TAREA A REALIZAR:
Indica qué institución, según el texto sobre el indulto, se interpuso como escudo para proteger a los perseguidos en Chile.

PASAJE CITADO:
>>>

El indulto que pide la Iglesia Católica,
por Clara Leonora Szczaranski.
Se ha señalado recientemente que la Iglesia Católica, al opinar sobre la necesidad de un indulto en la anunciada propuesta de la Conferencia Episcopal que estaría por ser presentada al Gobierno con ocasión del Bicentenario, estaría incursionando en asuntos que no son de su incumbencia. Afortunadamente, el cardenal Errázuriz ha sido fuerte y claro.
Me ha extrañado sobremanera esa afirmación, pues la institución del indulto no tiene otro fundamento, absolutamente ningún otro, que no sea el perdón (público, del príncipe o gobernante) o la misericordia, y, ambos asuntos, sí son de competencia de la Iglesia, en todo tiempo y lugar. Sin ir muy lejos, lo fueron recientemente en Chile cuando los derechos humanos eran conculcados sistemáticamente y la Vicaría de la Solidaridad se interpuso como valiente escudo para proteger en lo posible a los perseguidos.
La Iglesia, y la gente religiosa en general, siempre ha buscado estar presente en las cárceles, dando apoyo espiritual a los condenados y no sólo en los lugares abiertos en que estamos acostumbrados a encontrarla —buscando confortar— como son los hospitales, las hospederías, los orfanatos, las casas de acogida de seres arrasados por el dolor, la falta de oportunidades o las dificultades que les ha impuesto el contexto en el que han llevado adelante su vida.

<<<

DATOS PARA ANALIZAR:
>>>

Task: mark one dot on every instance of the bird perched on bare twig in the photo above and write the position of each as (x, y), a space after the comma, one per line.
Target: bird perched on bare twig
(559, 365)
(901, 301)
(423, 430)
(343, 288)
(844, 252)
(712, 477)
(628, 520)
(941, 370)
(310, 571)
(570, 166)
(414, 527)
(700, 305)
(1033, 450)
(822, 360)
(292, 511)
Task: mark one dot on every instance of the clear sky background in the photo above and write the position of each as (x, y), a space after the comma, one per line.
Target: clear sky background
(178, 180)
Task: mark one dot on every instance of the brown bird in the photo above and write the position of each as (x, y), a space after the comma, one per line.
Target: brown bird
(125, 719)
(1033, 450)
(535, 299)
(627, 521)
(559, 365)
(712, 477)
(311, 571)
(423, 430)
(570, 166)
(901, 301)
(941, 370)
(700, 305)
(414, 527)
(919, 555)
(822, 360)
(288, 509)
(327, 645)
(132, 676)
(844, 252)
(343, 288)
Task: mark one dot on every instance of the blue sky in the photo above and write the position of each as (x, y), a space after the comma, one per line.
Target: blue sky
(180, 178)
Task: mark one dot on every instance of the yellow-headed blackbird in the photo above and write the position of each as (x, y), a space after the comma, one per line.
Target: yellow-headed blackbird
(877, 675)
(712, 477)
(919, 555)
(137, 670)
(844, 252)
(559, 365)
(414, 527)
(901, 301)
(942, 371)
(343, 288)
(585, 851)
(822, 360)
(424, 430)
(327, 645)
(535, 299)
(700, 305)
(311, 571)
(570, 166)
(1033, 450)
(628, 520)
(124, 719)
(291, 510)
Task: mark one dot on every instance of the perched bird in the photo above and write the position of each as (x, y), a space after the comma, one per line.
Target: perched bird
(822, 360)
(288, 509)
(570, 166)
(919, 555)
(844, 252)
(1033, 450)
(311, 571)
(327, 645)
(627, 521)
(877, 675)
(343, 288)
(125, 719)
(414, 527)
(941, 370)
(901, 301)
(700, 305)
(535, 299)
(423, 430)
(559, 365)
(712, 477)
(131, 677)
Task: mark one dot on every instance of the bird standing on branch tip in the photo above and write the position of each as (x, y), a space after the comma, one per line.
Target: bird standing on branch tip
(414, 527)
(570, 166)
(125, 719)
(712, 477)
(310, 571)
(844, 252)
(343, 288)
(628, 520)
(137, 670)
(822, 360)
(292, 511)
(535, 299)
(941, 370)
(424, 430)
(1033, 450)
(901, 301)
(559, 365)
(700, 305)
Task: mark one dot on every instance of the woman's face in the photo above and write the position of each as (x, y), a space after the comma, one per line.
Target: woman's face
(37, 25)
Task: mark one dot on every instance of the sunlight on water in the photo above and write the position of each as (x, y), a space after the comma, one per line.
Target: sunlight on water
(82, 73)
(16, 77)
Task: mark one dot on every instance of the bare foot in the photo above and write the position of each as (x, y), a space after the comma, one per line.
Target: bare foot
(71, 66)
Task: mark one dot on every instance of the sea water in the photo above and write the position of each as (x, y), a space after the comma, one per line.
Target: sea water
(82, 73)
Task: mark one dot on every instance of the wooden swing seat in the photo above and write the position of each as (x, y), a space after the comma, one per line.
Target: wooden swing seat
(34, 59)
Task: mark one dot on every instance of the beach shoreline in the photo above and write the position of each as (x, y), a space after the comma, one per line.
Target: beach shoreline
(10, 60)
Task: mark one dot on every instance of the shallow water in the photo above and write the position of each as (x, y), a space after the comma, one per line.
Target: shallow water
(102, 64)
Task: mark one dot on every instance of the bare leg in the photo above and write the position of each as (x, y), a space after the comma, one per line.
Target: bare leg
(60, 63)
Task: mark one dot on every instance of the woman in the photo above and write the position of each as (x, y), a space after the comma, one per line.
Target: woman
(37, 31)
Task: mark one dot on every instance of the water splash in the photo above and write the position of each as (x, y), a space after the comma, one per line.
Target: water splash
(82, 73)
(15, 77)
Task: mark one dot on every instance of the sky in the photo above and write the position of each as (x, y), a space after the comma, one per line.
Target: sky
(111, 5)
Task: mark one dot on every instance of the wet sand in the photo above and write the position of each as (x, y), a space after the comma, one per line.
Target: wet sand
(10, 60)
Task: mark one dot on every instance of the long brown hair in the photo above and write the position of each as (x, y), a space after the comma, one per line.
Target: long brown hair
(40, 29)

<<<

RESPUESTA FINAL:
La Vicaría de la Solidaridad.